= Beginning of Section =

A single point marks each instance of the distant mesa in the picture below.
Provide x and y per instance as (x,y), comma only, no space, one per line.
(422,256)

= End of Section =
= Beginning of Section =

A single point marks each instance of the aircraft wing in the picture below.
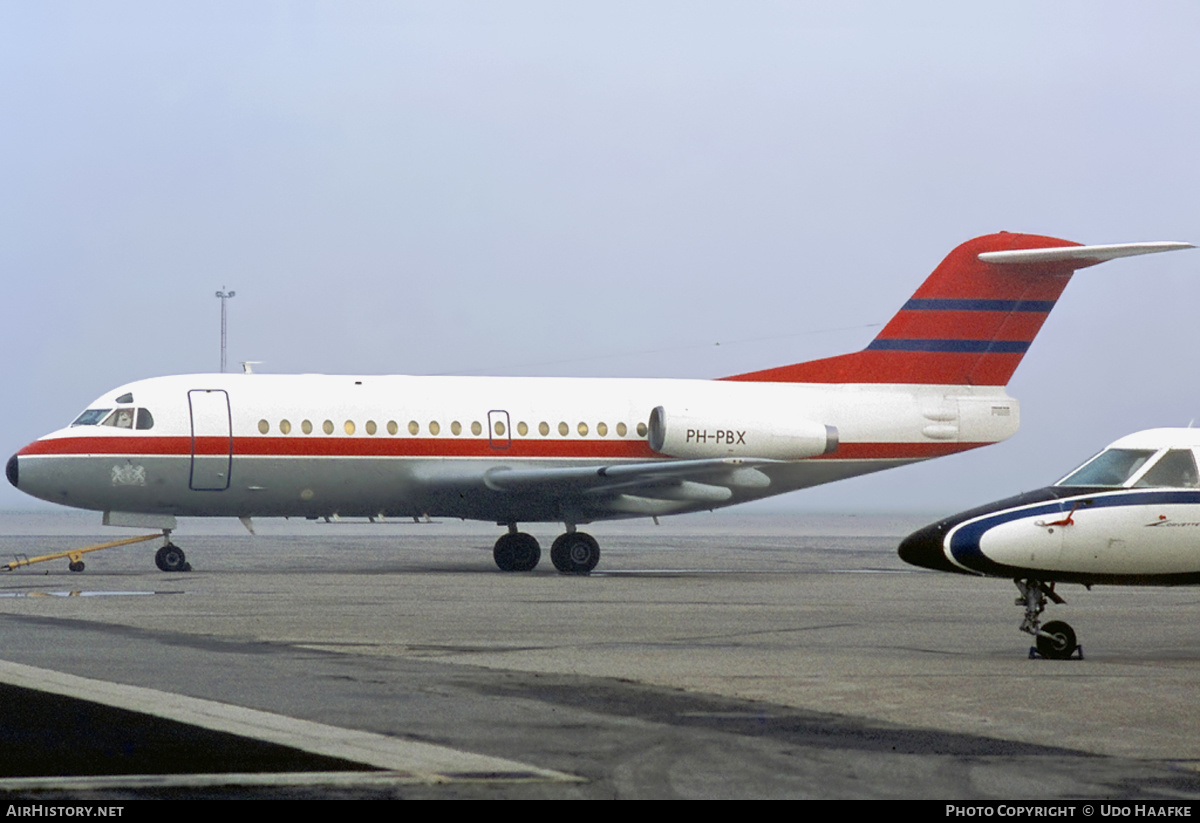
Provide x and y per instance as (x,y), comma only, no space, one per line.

= End of Section =

● **What to produce**
Check each line of the entries above for the word "picture". List the ones that have it.

● **Answer box**
A single point marks each instance of the distant mesa in the picture below.
A single point marks each instance of the aircraft wing in the picture below.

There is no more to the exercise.